Records for processing START

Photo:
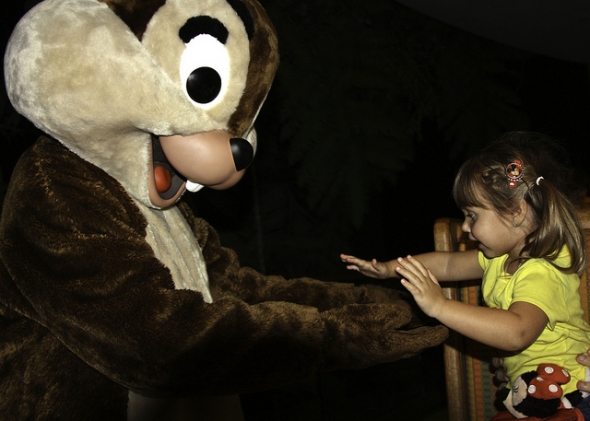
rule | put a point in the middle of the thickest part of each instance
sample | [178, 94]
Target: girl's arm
[510, 330]
[446, 266]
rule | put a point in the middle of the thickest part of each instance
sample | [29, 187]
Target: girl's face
[496, 234]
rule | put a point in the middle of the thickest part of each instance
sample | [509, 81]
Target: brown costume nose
[242, 151]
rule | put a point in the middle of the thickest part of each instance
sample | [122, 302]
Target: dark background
[373, 109]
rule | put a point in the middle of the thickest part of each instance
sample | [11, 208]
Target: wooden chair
[470, 388]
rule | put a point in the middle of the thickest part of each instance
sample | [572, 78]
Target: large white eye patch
[205, 63]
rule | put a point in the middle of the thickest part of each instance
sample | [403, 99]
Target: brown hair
[482, 182]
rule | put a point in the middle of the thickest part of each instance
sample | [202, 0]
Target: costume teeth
[193, 187]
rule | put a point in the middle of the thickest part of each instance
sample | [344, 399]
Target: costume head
[159, 94]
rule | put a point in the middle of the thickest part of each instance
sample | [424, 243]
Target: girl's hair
[482, 181]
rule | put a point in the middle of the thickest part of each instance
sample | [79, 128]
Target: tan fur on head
[79, 73]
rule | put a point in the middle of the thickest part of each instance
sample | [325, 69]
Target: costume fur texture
[107, 298]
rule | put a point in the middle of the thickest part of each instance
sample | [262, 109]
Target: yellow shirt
[556, 293]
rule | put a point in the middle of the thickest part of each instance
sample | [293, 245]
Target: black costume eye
[203, 85]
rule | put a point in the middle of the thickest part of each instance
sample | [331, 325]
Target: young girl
[531, 250]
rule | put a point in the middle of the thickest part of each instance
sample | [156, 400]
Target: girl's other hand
[422, 284]
[372, 269]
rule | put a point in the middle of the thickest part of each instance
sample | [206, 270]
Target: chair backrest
[470, 387]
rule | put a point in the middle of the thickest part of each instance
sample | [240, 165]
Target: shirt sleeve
[539, 284]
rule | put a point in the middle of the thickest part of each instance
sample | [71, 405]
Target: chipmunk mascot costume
[116, 303]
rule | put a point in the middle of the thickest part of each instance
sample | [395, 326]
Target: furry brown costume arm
[227, 278]
[73, 244]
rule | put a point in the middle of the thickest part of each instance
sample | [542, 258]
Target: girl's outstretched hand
[422, 284]
[373, 269]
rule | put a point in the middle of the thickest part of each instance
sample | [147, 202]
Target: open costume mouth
[168, 181]
[214, 159]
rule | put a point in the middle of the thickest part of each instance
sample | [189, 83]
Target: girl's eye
[470, 216]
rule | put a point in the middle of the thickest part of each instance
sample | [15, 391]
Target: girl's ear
[519, 213]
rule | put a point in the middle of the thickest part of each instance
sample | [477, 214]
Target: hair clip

Records for processing END

Make an exact copy of every entry above, but keep the pictures out of it.

Photo:
rule | put a point in the middle of the thickest part of each instance
sample | [178, 94]
Target: girl's arm
[510, 330]
[446, 266]
rule | put a point in the middle of the thickest part of each instance
sample | [29, 187]
Target: girl's face
[496, 234]
rule | put a point in the middle of the thickest part of each instance
sample | [509, 81]
Target: brown costume nose
[242, 151]
rule | put a point in the middle of the thickest part of each instance
sample | [122, 302]
Target: dark background
[373, 109]
rule | put a point in the middle of the thickest part of each instance
sample | [11, 208]
Target: wooden chair
[470, 388]
rule | put a point in the middle of the thickest part of each instance
sample | [572, 78]
Target: large white eye patch
[205, 63]
rule | put a point in the middle of the thickest part of each instance
sample | [403, 99]
Target: brown hair
[482, 182]
rule | put a point in the middle of the thickest part of each instance
sample | [202, 0]
Target: costume teeth
[193, 187]
rule | put a point in the middle of the thickest part of each instance
sample | [344, 399]
Target: costume head
[159, 94]
rule | put a point in the middle of the thickest part of each instance
sample | [424, 243]
Target: girl's hair
[482, 181]
rule | put a point in the middle of the thickest part of each instance
sample | [79, 128]
Target: tan fur on head
[79, 73]
rule | put a point in the middle of the thickest part of each instance
sample | [325, 69]
Target: costume fur texture
[107, 298]
rule | put a point in the middle of the thickest part of each instance
sample | [262, 109]
Target: yellow shirt
[556, 293]
rule | put a point in the middle of the thickest part of each instance
sample | [293, 245]
Target: black costume eye
[203, 85]
rule | put a point in the middle of the thickest part of each instance
sample | [331, 325]
Target: young girl
[531, 250]
rule | put a point in the middle of the thickest part of each instance
sample | [156, 400]
Target: girl's other hand
[422, 284]
[372, 269]
rule | put a point in the middle of the thickest part of each instance
sample | [206, 270]
Target: chair backrest
[470, 387]
rule | put a point in the middle of the thickest part of each instance
sample | [240, 165]
Target: shirt sleeve
[539, 284]
rule | put a point in the middle of the thickest part of each instance
sample | [71, 405]
Target: chipmunk mascot costume
[116, 303]
rule | put a point in the middle of the thickest part of each instance
sample | [395, 326]
Target: furry brown costume arm
[227, 278]
[73, 244]
rule | put a point in the middle of the thickest part of each instance
sample | [542, 258]
Target: girl's outstretched hand
[422, 284]
[373, 269]
rule | put a point in the middle of the thickest part of each instance
sample | [147, 202]
Target: open costume mouth
[168, 181]
[214, 159]
rule | put a point in the middle of the thickest part of each instance
sample | [189, 83]
Target: girl's eye
[470, 216]
rule | put a point in the middle of the thickest part of each instance
sample | [15, 391]
Target: girl's ear
[519, 213]
rule | put a point in the middle of the thickest part of each instance
sample | [477, 214]
Target: hair clip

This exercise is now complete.